* [CONSIGNE ÉCRITE 1]
Selon l'extrait source, qui a traduit le roman Pension de famille de Piotr Paziński ?

* [EXTRAIT SOURCE]
━━━━━━━━━━

La Lituanie, notre étape suivante, n’est pas non plus encore très propice aux traductions françaises, puisqu’aucun des ouvrages primés jusqu’ici n’a encore été traduit : ni le roman « Respirer dans le marbre » de Laura Sintija Černiauskaitė (lauréate en 2009 – celle-ci peut tout de même être découverte par le biais de sa pièce de théâtre Lucie patine, publiée aux Editions Théâtrales en 2008), ni le roman « Poissons et dragons » d’Undinė Radzevičiūtė (lauréate 2015), ni le recueil de nouvelles « Ce soir je vais dormir du côté du mur » de Giedra Radvilavičiūtė (lauréate en 2012). C’est aussi un recueil de nouvelles qui a été primé par le jury lituanien cette année, celui de Daina Opolskaitė, Dienų piramidės (« La pyramide des jours »), un recueil dont les nouvelles « interrogent de manière très délicate le thème des relations au sein des familles et entre amis proches, ainsi que les questions de trahison et de sentiments de culpabilité vécus sur le long terme », comme le décrit la présidente du jury lituanien Daiva Tamošaitytė.

  • Retrouvez ici la présentation du roman de Daina Opolskaitė et des deux autres romans lituaniens présélectionnés, avec la présidente du jury lituanien Daiva Tamošaitytė.

Pologne

Terminons donc avec la Pologne et une dernière fournée de livres à découvrir en français. Lauréate cette année avec son roman Frajda (que la présidente du jury polonais Anna Nasiłowska présente comme étant le roman d’une « rétrospection, imprégnée de sensualité mais dépourvue de nostalgie, autour de deux personnes qui se sont rencontrées puis que la vie a menées dans des directions différentes »), Marta Dzido est la quatrième lauréate polonaise du prix. Parmi ses prédécesseurs, deux sont à découvrir en français et illustrent à eux seuls la diversité des genres représentés parmi les livres primés depuis les débuts du prix. Pension de famille, de Piotr Paziński (lauréat en 2012, traduit par Jean-Yves Erhel et publié chez Gallimard), « élégie d’un monde englouti », est un « puissant témoignage de la troisième génération après la Shoah, et un livre bouleversant sur la transmission d’une mémoire », tandis que Le Magicien de Magdalena Parys (lauréat en 2015, traduit par Margot Carlier et Caroline Raszka-Dewez et publié par Agullo Editions) se situe à la croisée entre roman noir et roman historique, entre Berlin et les frontières bulgares, sur fond du guerre froide.

━━━━━━━━━━

* [DONNÉES À TRAITER]
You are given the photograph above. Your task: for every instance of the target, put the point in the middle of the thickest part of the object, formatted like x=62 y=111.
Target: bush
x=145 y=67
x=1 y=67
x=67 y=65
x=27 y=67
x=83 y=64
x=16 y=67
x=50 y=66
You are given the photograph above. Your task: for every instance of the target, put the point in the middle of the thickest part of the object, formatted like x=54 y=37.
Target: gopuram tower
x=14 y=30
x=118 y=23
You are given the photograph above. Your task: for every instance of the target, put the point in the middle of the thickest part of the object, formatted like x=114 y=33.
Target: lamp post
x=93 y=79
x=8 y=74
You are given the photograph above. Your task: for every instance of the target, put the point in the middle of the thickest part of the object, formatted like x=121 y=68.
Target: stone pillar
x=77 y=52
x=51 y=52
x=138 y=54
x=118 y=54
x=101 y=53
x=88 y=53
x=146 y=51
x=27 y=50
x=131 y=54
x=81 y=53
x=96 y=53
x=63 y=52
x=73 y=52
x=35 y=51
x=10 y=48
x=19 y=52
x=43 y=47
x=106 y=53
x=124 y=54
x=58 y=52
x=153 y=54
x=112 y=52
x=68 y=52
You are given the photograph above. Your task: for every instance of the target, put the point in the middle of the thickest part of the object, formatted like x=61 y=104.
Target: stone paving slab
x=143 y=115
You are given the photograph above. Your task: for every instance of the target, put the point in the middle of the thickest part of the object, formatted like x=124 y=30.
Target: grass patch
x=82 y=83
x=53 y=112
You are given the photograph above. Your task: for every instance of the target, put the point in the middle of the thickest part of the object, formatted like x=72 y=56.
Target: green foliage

━━━━━━━━━━

* [CONSIGNE ÉCRITE 2]
Reproduisez sans aucune modification les lignes de la liste, en partant de la ligne qui contient « like x=124 y=30. » et en allant jusqu'à la toute dernière ligne de la liste, ces deux lignes comprises.

* [RÉPONSE À L'EXERCICE 1]
Jean-Yves Erhel.

* [RÉPONSE À L'EXERCICE 2]
You are given the photograph above. Your task: for every instance of the target, put the point in the middle of the thickest part of the object, formatted like x=124 y=30.
Target: grass patch
x=82 y=83
x=53 y=112
You are given the photograph above. Your task: for every instance of the target, put the point in the middle of the thickest part of the object, formatted like x=72 y=56.
Target: green foliage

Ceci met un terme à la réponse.